**** Fragmento proporcionado ****

En unos pocos renglones la palabras “amor”, amar”, “amigo” se repiten, como estribillo incansable, hasta once veces. ¡Cómo no asombrarse ante el «movimiento» que circula en estas páginas evangélicas: una especie de danza interior, de frases concéntricas que aparecen, desaparecen y vuelven, de olas que revientan como una cascada que viene de lo alto, y que vuelven a su fuente! El amor, como el bien, es expansivo, es como un río que deja de serlo si se estanca. La medida del amor es darse sin medida. Y al final de esta revelación. ¡La alegría!
¡Qué pena que la palabra “amor”, de tanto usarla, haya acabado devaluándose! Hay palabras que al decirlas bien somos bendecidos por ellas; mientras que otras, por el contrario, al decirlas mal terminan siendo malditas: desgastadas y desangradas acaban pervirtiéndonos a nosotros. Sólo recobran su belleza y fecundidad originarias cuando, pasadas por la hondura del alma, son proferidas por labios verdaderos.
Es un buen ejercicio pararse a imaginar lo que sería un mundo sin amor. Sin amor entre los esposos, sin amor entre padres e hijos, sin amor entre vecinos: todos ignorados unos de otros o, a lo más, reducidos a instrumentos de los que echamos mano en función de la propia utilidad. ¡Qué mundo más frío! Un escritor, Sastre, que llegó a imaginarlo, concluyó con la frase más pesimista jamás pronunciada: “El infierno son los otros”.
Es lo contrario de lo que proclama el santo Papa Juan Pablo II en aquella síntesis de antropología cristiana que fue su primera encíclica: “El hombre no puede vivir sin amor. Él permanece para sí mismo un ser incomprensible, su vida está privada de sentido si no se le revela el amor, sino se encuentra con el amor, si no lo experimenta y lo hace propio, si no participa en él vivamente”( RH , 10).
Son muchas las parroquias que en este domingo celebran la Pascua del Enfermo. De la lección del amor recibida de Jesús aprendió la Iglesia la atención a los enfermos. “Recorría ciudades y aldeas predicando el Evangelio del Reino y curando todas las enfermedades y dolencias del pueblo”: Paralíticos, cojos, mudos, ciegos, leprosos… fueron la corte que le rodeaba. Por mucho que se quiera ignorar, la Iglesia, copiando la lección del “buen samaritano” inventó los hospitales, como inventó la preocupación por los pobres; entendió desde sus orígenes que esas debían ser sus parcelas más queridas.
Hay enfermedades que han de ser atendidas en los hospitales, donde hay profesionales -médicos, enfermeros, celadores – de una competencia admirable, capaces de hacer maravillas y, muchas veces, poniendo ternura en la tarea.

**** Listado de entradas ****

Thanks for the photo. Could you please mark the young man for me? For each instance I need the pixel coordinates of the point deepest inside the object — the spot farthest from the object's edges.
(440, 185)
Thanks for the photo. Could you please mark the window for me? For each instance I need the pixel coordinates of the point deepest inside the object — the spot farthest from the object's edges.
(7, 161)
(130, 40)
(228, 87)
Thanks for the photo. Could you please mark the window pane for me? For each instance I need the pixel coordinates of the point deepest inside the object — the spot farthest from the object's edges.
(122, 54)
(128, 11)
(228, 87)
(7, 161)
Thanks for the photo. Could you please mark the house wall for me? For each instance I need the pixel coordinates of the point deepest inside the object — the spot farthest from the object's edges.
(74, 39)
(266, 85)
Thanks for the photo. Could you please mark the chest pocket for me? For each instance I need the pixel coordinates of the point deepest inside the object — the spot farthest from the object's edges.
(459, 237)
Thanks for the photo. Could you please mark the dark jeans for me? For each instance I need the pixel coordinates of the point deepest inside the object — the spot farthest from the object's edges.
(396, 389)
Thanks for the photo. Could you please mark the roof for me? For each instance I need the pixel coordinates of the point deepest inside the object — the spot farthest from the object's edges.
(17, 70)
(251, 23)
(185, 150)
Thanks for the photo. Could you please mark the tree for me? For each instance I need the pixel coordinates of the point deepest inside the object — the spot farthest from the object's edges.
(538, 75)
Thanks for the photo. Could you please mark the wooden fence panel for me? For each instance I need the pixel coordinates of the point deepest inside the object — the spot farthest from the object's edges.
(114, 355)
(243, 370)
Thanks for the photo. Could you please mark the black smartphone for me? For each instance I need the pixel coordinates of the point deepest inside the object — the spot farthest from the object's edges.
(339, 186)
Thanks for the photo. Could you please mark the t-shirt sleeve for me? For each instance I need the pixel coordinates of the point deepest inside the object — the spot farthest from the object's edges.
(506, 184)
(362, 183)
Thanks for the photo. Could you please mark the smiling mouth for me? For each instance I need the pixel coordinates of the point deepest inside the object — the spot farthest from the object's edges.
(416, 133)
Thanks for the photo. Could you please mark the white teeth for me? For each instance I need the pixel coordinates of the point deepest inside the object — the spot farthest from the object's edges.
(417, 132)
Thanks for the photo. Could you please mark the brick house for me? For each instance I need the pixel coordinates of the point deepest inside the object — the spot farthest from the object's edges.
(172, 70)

****

◆ **Tarea 1**
Según el fragmento, ¿qué inventó la Iglesia al copiar la lección del buen samaritano?
◆ **Tarea 2**
Transcribe del fragmento el pasaje que empieza en las palabras "Son muchas las" y termina después de "en la tarea.".
Las entradas no hacen falta para resolver nada.

◆ **Respuesta 1**
Los hospitales, del mismo modo que inventó la preocupación por los pobres.

◆ **Respuesta 2**
Son muchas las parroquias que en este domingo celebran la Pascua del Enfermo. De la lección del amor recibida de Jesús aprendió la Iglesia la atención a los enfermos. “Recorría ciudades y aldeas predicando el Evangelio del Reino y curando todas las enfermedades y dolencias del pueblo”: Paralíticos, cojos, mudos, ciegos, leprosos… fueron la corte que le rodeaba. Por mucho que se quiera ignorar, la Iglesia, copiando la lección del “buen samaritano” inventó los hospitales, como inventó la preocupación por los pobres; entendió desde sus orígenes que esas debían ser sus parcelas más queridas.
Hay enfermedades que han de ser atendidas en los hospitales, donde hay profesionales -médicos, enfermeros, celadores – de una competencia admirable, capaces de hacer maravillas y, muchas veces, poniendo ternura en la tarea.